── Page excerpt

Memory recycler in the age of Sidekiq

Starting with the move to sidekiq, the memory recycler is gone. Luckily, by splitting the executor into several systemd services, we can leverage the resource control features[1] provided by systemd and cgroups to fill the feature gap created by removal of the memory recycler.

Prerequisites

Before we can get to the memory limiting, let's take a look at how the default state looks. There are the orchestrator, worker and worker-hosts-queue processes running as instances of the dynflow-sidekiq@.service template service and as we can see from the output, systemd doesn't track how much memory the instances are using or any limits placed on memory usage.

# systemctl status dynflow-sidekiq@* | grep -e Memory -e '^. dynflow-sidekiq@.*.service'
● dynflow-sidekiq@worker-hosts-queue.service - Foreman jobs daemon - worker-hosts-queue on sidekiq
● dynflow-sidekiq@worker.service - Foreman jobs daemon - worker on sidekiq
● dynflow-sidekiq@orchestrator.service - Foreman jobs daemon - orchestrator on sidekiq

Enabling memory accounting

In order for the resource control to work, we first have to enable resource accounting for the unit. Please note this needs to be done only once.

────
── Stored rows

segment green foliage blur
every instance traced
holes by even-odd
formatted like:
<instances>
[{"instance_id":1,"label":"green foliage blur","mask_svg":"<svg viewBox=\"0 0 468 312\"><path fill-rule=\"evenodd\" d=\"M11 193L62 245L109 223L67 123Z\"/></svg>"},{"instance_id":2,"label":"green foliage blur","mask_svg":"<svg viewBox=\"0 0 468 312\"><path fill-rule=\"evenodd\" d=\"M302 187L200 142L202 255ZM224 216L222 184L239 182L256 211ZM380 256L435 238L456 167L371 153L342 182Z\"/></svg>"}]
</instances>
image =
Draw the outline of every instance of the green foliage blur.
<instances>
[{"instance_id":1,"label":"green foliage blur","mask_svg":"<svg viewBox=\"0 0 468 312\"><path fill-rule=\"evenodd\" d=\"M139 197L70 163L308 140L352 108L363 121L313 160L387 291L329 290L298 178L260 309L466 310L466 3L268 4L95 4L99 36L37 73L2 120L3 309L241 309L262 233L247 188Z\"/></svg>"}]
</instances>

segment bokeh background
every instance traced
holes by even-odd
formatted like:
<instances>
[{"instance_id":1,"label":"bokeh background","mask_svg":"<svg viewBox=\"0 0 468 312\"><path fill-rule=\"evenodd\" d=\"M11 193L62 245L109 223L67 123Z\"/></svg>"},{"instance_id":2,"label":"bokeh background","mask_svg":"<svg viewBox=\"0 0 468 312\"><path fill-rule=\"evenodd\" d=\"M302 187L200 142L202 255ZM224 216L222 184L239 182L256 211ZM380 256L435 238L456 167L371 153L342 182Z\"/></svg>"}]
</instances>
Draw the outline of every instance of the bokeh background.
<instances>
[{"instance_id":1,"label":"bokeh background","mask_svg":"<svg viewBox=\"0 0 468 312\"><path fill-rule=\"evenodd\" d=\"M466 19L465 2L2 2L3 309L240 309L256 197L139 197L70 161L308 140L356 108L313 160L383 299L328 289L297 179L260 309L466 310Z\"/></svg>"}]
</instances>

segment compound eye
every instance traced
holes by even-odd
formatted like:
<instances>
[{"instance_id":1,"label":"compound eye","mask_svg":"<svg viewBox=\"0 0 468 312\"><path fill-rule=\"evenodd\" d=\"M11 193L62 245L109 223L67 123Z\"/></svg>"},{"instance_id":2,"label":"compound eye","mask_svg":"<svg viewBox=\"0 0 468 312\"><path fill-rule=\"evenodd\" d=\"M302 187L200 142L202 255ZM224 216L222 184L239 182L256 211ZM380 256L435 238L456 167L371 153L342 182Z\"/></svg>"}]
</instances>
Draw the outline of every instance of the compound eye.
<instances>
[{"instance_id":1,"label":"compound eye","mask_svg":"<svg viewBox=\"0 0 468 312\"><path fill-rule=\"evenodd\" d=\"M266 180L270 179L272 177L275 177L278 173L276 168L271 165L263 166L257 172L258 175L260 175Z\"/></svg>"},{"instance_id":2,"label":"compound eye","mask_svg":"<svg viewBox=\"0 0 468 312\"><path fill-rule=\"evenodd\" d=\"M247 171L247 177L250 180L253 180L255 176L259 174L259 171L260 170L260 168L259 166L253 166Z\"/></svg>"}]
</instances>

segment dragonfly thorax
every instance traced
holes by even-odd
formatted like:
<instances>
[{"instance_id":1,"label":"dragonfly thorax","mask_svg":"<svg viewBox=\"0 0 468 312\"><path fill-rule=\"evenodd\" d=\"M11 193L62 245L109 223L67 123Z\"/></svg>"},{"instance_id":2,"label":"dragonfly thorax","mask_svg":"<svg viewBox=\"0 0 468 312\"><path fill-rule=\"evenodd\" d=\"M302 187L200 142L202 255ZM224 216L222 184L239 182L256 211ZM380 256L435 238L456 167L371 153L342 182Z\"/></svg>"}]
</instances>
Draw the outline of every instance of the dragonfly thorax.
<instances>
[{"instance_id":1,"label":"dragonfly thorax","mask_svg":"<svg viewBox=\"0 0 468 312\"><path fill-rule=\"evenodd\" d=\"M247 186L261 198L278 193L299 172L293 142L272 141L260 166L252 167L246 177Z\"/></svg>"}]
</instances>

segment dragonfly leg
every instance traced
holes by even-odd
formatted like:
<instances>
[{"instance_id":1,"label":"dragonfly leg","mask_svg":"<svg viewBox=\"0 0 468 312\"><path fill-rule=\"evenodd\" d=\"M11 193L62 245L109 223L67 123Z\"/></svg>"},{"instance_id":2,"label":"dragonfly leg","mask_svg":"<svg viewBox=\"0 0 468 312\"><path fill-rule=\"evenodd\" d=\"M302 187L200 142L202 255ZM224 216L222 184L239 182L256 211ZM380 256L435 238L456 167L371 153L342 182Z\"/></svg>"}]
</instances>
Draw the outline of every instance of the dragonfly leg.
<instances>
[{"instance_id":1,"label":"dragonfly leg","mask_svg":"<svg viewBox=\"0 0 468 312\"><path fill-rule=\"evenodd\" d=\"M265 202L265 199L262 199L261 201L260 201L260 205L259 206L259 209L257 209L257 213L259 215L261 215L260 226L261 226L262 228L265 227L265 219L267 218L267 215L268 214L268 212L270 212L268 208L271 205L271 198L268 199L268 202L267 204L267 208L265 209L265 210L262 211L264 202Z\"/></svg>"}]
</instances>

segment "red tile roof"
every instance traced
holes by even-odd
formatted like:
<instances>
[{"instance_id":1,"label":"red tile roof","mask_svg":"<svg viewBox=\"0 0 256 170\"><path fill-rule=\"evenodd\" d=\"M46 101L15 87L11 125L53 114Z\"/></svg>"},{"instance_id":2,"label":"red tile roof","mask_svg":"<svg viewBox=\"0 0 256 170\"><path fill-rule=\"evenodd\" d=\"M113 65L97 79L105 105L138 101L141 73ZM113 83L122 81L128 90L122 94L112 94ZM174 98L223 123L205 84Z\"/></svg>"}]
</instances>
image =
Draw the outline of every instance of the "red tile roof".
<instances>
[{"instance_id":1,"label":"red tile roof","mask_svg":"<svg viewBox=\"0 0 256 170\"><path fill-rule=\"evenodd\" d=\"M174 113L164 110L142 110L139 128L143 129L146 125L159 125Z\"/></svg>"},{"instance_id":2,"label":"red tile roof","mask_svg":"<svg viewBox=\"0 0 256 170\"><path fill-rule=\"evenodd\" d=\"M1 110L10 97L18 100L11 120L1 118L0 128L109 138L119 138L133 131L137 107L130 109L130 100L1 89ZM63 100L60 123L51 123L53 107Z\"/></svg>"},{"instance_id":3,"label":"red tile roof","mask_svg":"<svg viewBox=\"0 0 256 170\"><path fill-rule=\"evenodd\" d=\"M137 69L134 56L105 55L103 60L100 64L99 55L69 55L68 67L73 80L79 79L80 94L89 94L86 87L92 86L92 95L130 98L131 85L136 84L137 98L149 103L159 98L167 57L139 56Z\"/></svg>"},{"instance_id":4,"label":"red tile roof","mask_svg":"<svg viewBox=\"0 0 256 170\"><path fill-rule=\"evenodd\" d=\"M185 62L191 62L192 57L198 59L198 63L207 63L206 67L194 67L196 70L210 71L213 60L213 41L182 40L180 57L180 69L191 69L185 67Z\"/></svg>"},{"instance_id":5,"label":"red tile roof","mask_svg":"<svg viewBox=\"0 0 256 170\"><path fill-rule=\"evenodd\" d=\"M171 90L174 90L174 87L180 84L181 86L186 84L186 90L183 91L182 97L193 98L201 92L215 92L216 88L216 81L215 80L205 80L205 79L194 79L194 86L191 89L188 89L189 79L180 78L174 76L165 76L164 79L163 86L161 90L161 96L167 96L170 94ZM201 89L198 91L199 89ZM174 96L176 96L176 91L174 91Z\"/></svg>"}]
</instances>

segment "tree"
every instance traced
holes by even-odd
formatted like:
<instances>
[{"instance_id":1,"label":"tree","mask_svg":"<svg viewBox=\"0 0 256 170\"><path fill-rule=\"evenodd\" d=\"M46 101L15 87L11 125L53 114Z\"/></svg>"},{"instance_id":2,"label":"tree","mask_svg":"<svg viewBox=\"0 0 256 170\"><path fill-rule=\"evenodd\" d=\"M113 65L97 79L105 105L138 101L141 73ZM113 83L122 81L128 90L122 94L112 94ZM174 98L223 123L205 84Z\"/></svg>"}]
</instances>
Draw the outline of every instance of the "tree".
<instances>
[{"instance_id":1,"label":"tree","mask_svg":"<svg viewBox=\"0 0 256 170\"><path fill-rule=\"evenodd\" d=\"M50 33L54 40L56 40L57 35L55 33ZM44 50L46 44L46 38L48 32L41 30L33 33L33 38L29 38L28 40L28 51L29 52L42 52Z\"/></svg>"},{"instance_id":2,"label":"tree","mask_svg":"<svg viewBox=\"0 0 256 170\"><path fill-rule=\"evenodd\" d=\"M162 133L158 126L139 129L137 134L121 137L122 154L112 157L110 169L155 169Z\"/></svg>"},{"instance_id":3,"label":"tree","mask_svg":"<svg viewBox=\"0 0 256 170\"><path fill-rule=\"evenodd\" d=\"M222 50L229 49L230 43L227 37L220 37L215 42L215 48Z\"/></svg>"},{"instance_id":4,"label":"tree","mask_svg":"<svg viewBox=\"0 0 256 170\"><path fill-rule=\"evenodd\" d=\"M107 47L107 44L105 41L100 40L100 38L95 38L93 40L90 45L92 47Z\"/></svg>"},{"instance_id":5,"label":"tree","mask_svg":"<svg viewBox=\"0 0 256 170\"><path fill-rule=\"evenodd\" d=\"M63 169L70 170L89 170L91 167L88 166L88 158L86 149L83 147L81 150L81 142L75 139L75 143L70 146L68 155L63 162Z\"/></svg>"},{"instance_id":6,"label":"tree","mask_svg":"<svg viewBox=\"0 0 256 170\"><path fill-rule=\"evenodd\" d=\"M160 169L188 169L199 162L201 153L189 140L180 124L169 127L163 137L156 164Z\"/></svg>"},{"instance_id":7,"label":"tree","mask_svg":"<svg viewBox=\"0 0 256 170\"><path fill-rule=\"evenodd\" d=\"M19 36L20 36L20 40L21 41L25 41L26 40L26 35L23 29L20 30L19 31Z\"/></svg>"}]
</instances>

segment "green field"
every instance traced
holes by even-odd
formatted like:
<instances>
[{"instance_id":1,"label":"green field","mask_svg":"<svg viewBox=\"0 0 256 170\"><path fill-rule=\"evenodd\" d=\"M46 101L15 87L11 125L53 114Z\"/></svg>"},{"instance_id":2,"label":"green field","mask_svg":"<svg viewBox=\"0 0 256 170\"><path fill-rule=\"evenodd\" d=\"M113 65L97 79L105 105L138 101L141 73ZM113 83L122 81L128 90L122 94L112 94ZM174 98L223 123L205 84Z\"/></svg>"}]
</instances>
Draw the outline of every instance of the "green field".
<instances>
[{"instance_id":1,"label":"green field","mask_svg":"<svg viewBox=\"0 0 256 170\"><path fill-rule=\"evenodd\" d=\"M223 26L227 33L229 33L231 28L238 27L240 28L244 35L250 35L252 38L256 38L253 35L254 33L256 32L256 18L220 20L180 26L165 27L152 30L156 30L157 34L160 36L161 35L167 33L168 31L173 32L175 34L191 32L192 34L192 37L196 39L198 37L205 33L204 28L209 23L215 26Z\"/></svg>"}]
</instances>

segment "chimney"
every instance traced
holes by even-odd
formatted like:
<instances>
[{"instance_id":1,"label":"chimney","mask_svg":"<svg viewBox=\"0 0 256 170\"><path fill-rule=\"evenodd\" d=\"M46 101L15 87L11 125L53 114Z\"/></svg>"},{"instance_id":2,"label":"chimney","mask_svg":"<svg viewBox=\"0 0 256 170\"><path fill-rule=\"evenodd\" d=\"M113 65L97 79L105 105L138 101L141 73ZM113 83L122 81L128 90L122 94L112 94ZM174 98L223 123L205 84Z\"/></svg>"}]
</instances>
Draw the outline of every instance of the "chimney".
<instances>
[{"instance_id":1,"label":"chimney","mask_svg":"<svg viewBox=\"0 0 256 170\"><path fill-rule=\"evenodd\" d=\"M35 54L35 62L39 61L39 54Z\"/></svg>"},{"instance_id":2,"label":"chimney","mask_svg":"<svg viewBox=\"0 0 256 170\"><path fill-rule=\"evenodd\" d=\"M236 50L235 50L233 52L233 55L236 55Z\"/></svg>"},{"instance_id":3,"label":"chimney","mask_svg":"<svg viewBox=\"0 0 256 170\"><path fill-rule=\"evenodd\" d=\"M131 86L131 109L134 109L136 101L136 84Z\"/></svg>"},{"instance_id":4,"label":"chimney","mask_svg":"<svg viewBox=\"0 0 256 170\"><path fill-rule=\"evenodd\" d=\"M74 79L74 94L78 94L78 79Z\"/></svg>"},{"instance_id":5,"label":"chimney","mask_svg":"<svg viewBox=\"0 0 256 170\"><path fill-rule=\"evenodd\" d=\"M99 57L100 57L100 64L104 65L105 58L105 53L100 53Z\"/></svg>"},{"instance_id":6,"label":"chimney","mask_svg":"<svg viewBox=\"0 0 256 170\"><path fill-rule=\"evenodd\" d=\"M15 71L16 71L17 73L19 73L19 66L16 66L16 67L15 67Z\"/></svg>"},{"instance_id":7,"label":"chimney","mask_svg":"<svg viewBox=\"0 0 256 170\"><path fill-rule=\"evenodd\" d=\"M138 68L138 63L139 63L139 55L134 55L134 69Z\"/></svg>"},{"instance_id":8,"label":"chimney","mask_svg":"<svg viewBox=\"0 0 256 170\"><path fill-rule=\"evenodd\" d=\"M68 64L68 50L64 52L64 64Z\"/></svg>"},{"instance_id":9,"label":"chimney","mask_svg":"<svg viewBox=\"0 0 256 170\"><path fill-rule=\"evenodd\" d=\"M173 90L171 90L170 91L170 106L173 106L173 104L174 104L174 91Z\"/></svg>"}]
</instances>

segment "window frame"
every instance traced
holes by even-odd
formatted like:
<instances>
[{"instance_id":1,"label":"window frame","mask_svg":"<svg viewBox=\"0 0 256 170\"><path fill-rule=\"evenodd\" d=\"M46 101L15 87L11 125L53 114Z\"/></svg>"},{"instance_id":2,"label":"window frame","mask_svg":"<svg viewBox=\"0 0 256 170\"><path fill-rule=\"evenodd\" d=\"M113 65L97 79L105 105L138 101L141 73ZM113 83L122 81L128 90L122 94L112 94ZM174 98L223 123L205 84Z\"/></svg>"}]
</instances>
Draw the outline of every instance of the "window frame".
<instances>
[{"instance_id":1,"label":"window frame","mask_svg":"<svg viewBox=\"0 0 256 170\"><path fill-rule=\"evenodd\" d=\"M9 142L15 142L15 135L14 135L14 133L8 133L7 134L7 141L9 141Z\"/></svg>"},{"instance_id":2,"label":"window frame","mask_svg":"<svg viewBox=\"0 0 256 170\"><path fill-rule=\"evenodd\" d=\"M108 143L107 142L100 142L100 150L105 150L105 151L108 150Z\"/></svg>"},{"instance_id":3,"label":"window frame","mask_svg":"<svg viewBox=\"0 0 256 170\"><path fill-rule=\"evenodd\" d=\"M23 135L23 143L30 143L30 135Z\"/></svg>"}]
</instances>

────

▶ Exercise instructions
(1) Answer these about the Sidekiq memory recycler page:
(a) What does the page say can be used to fill the gap left by removing the memory recycler?
(b) Which three processes run as instances of the dynflow-sidekiq@.service template?
(c) How many times does resource accounting need to be enabled?
(2) Please write out the Sidekiq memory recycler page from "Before we can" up to and including "done only once.".

▶ Final results
(1)
(a) The resource control features provided by systemd and cgroups.
(b) The orchestrator, worker, and worker-hosts-queue processes.
(c) Only once.

(2)
Before we can get to the memory limiting, let's take a look at how the default state looks. There are the orchestrator, worker and worker-hosts-queue processes running as instances of the dynflow-sidekiq@.service template service and as we can see from the output, systemd doesn't track how much memory the instances are using or any limits placed on memory usage.

# systemctl status dynflow-sidekiq@* | grep -e Memory -e '^. dynflow-sidekiq@.*.service'
● dynflow-sidekiq@worker-hosts-queue.service - Foreman jobs daemon - worker-hosts-queue on sidekiq
● dynflow-sidekiq@worker.service - Foreman jobs daemon - worker on sidekiq
● dynflow-sidekiq@orchestrator.service - Foreman jobs daemon - orchestrator on sidekiq

Enabling memory accounting

In order for the resource control to work, we first have to enable resource accounting for the unit. Please note this needs to be done only once.